# WHAT YOU WILL DO
Pick out every row below that contains the string "soccer", and copy each one in full. Case counts.

# RECORDS FOR THE EXERCISE
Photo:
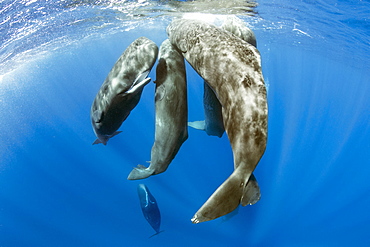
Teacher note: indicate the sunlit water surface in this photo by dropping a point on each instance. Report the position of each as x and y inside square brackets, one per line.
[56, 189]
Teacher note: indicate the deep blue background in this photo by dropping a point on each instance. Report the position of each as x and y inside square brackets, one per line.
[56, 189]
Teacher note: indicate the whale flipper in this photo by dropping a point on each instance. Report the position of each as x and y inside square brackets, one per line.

---

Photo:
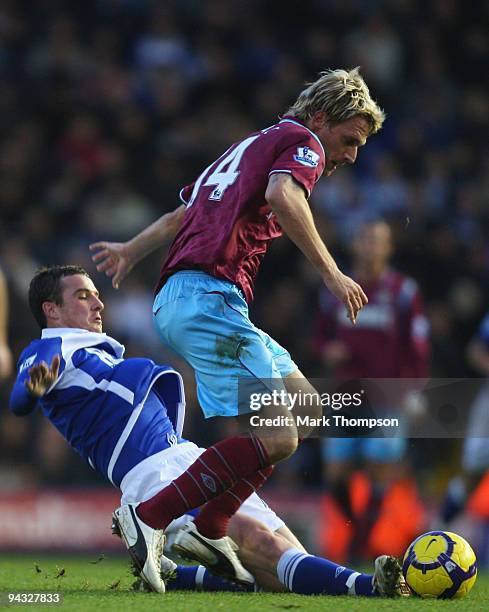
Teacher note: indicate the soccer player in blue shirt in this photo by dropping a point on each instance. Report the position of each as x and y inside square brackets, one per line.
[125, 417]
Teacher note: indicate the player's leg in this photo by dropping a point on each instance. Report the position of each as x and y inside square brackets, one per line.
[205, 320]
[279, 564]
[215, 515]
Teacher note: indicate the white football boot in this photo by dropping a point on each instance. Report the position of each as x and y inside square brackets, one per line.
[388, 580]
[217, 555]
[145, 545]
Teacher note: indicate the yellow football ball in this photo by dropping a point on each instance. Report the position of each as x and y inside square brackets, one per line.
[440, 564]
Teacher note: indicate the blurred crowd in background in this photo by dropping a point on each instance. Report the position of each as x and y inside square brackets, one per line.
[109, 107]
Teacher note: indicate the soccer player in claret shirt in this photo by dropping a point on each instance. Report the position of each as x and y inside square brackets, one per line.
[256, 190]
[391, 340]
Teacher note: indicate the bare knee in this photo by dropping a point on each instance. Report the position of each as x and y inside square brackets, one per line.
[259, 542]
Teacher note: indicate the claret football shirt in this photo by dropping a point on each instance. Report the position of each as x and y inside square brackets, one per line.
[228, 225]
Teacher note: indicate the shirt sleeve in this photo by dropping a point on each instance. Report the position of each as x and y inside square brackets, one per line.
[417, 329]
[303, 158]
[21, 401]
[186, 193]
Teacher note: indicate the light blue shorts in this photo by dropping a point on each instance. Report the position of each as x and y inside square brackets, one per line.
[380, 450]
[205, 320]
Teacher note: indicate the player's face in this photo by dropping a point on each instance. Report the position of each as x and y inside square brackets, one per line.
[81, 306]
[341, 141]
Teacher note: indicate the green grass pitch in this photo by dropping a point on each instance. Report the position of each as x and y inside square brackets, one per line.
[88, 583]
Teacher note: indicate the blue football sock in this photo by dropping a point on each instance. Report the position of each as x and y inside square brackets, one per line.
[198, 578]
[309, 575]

...

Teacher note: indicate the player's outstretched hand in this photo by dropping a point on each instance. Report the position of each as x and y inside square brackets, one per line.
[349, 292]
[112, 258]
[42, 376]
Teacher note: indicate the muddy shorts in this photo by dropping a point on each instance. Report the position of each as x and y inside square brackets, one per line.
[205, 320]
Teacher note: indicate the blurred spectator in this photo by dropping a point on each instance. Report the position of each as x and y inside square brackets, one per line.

# RESPONSE TO THIS TASK
Teacher note: indicate the soccer player in blue shirt in this photo by dropping a point on each instance. Report the position of each as x and y inside square brackets, one per line.
Teacher note: indicate the soccer player in claret shirt in this photo by dropping a point on each instance. Report the position of each as x and y inside square brackets, one per line.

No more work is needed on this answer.